== Source text ==

Disposition of SESA Real Property. Allocation of Proceeds. When real property acquired or amortized with UI and/or ES granted funds ceases to be used for its respective program purposes, it must be sold, exchanged for replacement property, or otherwise disposed of as directed by DOL disposition instructions issued in accordance with 29 CFR 97.31(c). Under Section 97.31(c), each grant fund source's share of the proceeds from the sale or other disposition of the property is determined on the basis of its proportional participation in the cost of the property. Comparable treatment is accorded the Reed Act share of the proceeds (See Section 7.b.(5) on adjusting contributions to cost).
Prior to the issuance of OMB Circular No. A-87 in 1968, DOL would approve an amortization arrangement only if the State assured that the SESA could occupy that space or space of equivalent quality and quantity 'rent free' when amortization was completed, paying only for operation and maintenance costs. Since the Circular did not authorize continued use of the rent-free space requirement, DOL stopped using such an assurance and now relies exclusively on 29 CFR 97.31(c) to protect its equity interests in SESA real property. Disposition Instructions.

===
== Data listing ==

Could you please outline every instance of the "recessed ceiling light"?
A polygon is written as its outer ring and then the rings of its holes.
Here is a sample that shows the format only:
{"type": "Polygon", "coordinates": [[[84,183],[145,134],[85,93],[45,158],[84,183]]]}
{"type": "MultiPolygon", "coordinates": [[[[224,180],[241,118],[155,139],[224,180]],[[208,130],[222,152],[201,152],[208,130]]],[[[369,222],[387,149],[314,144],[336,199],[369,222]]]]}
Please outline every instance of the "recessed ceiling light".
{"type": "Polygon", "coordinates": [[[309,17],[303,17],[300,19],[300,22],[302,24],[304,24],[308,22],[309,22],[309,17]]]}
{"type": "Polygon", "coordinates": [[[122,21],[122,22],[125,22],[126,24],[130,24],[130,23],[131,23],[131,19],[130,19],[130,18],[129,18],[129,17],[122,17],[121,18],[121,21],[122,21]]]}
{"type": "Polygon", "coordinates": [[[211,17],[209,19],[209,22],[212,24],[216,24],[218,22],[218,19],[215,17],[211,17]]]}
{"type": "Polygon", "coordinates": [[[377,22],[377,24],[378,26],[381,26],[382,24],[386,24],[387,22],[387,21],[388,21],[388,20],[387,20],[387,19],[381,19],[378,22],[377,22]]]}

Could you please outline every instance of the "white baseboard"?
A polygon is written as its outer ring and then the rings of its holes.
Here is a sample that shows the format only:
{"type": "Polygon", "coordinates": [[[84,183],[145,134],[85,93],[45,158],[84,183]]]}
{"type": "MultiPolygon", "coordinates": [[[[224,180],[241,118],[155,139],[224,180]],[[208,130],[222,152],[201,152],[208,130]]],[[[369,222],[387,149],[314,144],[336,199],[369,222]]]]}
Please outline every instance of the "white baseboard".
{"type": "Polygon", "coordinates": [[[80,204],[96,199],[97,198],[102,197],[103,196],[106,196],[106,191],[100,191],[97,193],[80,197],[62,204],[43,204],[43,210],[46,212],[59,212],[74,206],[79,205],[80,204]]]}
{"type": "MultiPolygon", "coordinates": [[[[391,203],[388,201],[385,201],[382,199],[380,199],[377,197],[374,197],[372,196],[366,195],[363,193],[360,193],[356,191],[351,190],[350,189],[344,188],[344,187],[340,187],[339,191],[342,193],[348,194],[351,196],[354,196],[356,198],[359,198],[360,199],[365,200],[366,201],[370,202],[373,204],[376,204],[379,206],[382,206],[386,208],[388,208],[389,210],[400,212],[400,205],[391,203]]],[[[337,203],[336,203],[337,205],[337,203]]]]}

===

What to work on:
1. Which lines of the records contain the string "light", matching case exactly? Pull out each one.
2. Can you proceed with the passage on disposing of SESA real property, picking up after its final sentence?
The passage on SESA real property and the records were taken from separate sources.

Answers in order:
1.
Could you please outline every instance of the "recessed ceiling light"?
Please outline every instance of the "recessed ceiling light".

2.
(a) retain title to the property and compensate DOL for its equity, in accordance with 29 CFR 97.31(c)(1); (b) replace the property with other property, using the proceeds from the disposition of the vacated property (6) as an offset to the cost of the replacement property, in accordance with 29 CFR 97.31(c)(1), with respective equities transferred to the replacement property;
(c) sell the property and compensate DOL for its equity in accordance with 29 CFR 97.31(c)(2); or (d) transfer the property to DOL or its designee, in which case the State will be paid by DOL to compensate it for any State equity in the property in accordance with 29 CFR 97.31(c)(3).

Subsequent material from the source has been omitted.